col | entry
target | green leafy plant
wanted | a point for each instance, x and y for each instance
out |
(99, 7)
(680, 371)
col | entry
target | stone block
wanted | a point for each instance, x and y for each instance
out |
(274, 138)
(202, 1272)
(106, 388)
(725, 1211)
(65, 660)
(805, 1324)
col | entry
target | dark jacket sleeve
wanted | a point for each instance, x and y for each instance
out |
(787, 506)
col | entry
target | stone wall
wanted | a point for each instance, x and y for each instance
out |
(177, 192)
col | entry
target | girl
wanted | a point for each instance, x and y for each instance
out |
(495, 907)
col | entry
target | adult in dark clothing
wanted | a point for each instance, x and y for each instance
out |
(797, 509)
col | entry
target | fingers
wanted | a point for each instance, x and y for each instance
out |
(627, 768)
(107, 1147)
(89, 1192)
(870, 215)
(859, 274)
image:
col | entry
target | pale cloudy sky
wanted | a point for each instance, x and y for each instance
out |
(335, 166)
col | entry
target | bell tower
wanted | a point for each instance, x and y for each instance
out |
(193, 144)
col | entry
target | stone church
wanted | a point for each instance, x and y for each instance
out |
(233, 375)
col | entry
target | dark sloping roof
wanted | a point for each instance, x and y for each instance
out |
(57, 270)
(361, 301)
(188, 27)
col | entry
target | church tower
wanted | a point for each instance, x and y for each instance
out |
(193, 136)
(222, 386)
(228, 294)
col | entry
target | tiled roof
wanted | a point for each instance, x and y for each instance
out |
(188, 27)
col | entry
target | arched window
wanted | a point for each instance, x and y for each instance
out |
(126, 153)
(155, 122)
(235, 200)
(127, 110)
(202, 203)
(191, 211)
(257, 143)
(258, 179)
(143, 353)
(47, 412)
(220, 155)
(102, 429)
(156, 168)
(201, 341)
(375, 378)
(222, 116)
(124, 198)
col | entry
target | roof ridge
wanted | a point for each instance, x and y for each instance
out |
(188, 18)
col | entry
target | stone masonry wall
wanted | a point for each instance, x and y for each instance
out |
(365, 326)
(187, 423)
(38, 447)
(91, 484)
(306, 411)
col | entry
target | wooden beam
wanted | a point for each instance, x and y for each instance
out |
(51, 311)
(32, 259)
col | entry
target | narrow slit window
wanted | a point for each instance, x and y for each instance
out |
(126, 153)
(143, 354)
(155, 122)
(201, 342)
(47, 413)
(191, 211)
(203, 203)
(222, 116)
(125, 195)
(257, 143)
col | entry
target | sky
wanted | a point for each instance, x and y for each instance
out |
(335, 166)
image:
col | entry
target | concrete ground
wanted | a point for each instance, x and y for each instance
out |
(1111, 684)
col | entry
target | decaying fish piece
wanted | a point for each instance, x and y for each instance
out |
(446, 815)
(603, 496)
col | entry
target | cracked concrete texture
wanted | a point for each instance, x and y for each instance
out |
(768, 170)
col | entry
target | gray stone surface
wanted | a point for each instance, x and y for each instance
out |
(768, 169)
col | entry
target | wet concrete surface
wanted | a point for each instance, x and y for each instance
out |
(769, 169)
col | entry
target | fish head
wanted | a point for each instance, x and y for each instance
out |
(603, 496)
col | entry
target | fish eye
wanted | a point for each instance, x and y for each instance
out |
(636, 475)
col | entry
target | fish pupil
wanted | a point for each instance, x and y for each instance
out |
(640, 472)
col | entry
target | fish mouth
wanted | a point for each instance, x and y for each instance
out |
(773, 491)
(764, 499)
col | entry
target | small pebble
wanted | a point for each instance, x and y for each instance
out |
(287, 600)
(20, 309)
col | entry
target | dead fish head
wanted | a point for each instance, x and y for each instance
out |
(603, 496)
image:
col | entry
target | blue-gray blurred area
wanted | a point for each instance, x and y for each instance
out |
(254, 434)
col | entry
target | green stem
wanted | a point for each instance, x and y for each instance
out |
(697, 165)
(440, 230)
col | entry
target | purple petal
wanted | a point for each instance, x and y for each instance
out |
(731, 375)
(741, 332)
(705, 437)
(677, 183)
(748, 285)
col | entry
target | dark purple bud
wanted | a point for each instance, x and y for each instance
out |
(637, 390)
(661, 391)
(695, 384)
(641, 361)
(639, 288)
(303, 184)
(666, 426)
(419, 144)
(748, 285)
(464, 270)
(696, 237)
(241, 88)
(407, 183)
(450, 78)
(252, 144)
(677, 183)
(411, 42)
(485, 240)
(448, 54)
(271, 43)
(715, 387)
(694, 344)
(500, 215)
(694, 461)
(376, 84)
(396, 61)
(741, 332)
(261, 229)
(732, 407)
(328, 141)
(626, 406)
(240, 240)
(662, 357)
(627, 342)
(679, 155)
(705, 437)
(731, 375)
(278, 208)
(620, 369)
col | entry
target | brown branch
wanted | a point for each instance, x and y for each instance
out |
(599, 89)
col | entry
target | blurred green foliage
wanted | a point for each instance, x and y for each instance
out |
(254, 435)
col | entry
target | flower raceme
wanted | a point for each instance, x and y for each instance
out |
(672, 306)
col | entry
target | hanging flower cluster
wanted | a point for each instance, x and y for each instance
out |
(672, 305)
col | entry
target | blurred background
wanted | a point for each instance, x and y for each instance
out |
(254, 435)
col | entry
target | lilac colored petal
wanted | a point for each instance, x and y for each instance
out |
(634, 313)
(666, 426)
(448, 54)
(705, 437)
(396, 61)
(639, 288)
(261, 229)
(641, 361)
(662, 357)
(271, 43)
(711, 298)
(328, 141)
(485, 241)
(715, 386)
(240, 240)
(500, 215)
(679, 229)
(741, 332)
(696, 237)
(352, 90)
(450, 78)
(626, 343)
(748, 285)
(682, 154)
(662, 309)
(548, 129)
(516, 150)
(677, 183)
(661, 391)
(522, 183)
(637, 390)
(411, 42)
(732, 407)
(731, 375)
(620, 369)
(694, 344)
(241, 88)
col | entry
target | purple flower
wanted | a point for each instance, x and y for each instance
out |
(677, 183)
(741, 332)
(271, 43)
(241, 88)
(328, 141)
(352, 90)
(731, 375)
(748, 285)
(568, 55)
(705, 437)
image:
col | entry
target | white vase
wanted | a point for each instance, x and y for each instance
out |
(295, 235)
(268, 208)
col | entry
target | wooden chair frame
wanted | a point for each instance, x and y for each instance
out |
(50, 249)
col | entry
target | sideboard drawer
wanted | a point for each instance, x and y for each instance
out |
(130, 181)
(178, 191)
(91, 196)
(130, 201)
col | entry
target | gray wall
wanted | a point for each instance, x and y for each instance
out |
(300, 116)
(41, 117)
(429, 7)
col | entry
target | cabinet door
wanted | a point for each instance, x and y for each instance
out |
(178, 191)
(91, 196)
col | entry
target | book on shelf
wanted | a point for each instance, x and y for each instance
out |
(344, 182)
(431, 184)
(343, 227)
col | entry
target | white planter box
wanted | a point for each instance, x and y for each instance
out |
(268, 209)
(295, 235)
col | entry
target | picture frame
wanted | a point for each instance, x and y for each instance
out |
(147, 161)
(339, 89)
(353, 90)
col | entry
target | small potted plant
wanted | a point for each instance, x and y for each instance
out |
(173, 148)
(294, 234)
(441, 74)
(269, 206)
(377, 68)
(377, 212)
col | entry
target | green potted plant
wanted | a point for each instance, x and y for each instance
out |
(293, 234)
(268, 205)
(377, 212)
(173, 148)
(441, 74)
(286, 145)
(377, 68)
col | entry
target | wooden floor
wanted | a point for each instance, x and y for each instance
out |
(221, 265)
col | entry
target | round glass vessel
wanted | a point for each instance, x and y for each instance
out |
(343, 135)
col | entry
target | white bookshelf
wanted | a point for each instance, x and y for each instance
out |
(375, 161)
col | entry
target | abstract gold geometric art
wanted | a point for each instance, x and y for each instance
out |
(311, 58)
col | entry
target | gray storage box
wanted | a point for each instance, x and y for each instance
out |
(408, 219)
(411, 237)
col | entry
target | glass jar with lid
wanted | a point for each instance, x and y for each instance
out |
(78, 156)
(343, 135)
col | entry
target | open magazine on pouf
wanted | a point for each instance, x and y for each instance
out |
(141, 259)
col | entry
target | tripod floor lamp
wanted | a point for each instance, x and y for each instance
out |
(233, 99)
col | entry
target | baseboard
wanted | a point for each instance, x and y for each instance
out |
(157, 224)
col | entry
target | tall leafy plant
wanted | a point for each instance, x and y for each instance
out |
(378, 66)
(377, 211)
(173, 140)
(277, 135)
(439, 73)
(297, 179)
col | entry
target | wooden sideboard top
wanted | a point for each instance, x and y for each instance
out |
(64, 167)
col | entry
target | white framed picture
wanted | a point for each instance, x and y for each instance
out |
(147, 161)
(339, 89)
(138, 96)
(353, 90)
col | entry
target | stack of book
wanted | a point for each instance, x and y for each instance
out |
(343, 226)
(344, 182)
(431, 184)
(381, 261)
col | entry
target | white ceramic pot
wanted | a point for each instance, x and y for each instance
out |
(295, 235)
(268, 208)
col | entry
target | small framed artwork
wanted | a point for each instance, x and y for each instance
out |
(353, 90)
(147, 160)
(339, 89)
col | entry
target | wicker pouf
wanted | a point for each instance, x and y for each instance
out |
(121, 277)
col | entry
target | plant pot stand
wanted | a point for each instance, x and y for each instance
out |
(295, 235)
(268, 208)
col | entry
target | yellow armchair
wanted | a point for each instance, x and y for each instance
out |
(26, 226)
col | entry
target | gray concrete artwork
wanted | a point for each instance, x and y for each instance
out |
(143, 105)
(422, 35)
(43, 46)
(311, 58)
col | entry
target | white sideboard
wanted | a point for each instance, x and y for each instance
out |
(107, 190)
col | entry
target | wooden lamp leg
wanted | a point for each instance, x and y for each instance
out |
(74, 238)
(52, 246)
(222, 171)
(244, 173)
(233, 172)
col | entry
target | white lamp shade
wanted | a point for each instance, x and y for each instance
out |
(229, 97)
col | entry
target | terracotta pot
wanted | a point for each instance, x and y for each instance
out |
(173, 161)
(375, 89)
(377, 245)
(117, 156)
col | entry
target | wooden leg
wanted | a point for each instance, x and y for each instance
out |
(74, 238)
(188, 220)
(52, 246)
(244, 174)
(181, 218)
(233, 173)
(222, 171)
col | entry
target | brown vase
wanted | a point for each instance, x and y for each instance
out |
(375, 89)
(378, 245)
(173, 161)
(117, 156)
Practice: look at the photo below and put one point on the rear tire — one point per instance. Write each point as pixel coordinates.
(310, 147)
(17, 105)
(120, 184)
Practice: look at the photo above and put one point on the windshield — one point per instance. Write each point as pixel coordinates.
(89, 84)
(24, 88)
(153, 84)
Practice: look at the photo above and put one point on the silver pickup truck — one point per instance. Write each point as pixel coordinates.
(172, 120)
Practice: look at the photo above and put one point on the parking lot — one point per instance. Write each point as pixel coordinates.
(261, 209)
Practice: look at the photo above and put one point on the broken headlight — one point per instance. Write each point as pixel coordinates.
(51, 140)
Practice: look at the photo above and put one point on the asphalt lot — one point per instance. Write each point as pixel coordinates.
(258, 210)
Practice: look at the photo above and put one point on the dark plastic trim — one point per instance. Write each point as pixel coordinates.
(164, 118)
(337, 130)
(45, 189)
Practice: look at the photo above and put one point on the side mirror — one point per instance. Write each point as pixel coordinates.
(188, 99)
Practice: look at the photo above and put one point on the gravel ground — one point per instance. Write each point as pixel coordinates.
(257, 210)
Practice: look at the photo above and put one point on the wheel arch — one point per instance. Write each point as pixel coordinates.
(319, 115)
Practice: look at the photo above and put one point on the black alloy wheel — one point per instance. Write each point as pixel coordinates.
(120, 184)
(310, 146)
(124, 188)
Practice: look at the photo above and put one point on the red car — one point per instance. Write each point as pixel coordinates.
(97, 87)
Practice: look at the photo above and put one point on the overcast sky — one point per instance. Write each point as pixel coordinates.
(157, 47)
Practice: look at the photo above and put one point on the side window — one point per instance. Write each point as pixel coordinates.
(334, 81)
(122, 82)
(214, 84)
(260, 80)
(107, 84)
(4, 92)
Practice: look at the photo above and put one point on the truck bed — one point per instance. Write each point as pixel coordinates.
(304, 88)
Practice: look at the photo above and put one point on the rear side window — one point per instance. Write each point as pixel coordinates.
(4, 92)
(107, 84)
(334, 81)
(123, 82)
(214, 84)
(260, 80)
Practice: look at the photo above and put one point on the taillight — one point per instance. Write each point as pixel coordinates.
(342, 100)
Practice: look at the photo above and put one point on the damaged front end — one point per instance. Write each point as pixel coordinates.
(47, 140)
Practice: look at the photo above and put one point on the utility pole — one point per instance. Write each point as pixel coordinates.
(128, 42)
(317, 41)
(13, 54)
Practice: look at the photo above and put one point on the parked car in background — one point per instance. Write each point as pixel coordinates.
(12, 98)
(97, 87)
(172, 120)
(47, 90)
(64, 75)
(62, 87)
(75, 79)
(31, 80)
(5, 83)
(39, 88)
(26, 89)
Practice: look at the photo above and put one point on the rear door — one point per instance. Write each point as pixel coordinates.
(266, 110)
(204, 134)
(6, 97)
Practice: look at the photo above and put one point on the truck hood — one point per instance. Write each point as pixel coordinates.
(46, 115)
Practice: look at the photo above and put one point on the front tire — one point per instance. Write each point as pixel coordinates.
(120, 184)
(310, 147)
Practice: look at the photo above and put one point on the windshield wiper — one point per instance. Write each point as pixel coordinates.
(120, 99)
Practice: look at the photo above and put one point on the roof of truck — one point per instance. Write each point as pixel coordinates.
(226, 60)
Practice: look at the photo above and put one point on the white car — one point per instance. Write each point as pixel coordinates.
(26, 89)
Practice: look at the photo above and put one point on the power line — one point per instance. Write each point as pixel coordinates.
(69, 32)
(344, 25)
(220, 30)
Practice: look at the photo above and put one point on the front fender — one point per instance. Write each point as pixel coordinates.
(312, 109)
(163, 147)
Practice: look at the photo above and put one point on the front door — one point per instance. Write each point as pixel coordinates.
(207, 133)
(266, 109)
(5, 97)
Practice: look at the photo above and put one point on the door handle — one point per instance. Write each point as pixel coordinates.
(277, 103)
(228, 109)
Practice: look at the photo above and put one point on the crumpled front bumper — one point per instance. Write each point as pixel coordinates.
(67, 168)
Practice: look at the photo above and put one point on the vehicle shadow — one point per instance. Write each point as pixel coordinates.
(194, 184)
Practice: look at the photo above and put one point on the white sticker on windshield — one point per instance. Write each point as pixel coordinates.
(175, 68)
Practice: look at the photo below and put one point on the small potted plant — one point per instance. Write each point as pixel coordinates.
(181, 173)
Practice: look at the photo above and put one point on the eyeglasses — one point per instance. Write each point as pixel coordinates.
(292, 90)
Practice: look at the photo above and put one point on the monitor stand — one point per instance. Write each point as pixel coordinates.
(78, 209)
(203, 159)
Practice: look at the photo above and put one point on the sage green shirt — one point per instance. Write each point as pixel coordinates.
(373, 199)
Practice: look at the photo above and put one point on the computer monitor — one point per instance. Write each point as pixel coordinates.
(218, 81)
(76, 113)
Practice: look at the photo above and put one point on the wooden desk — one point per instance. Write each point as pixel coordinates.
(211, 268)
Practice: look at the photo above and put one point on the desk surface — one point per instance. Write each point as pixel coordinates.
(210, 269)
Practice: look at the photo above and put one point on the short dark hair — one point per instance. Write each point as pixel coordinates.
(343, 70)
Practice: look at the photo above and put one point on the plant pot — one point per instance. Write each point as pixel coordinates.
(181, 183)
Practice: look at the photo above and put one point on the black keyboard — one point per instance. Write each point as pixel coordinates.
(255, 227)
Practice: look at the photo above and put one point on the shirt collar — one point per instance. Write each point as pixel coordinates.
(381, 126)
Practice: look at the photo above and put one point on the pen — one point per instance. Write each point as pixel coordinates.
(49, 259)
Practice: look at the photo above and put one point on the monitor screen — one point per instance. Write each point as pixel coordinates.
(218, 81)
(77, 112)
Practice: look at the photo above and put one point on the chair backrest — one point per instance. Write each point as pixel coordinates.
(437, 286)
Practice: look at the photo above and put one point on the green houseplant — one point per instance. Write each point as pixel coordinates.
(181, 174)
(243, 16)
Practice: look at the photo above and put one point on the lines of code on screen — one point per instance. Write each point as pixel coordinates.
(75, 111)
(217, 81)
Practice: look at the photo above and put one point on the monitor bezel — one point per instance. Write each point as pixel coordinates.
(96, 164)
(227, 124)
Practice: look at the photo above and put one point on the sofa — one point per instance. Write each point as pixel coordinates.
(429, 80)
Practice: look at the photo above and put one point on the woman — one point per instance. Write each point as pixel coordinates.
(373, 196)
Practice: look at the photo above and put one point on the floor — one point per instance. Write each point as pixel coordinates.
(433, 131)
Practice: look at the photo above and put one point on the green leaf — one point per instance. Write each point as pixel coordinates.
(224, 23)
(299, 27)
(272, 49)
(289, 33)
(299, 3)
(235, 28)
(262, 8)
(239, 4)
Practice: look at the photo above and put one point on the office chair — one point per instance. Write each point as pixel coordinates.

※

- **Directions for this task**: In the listing above, locate each line with "tower" and copy it.

- **Your solution**:
target | bell tower
target | church tower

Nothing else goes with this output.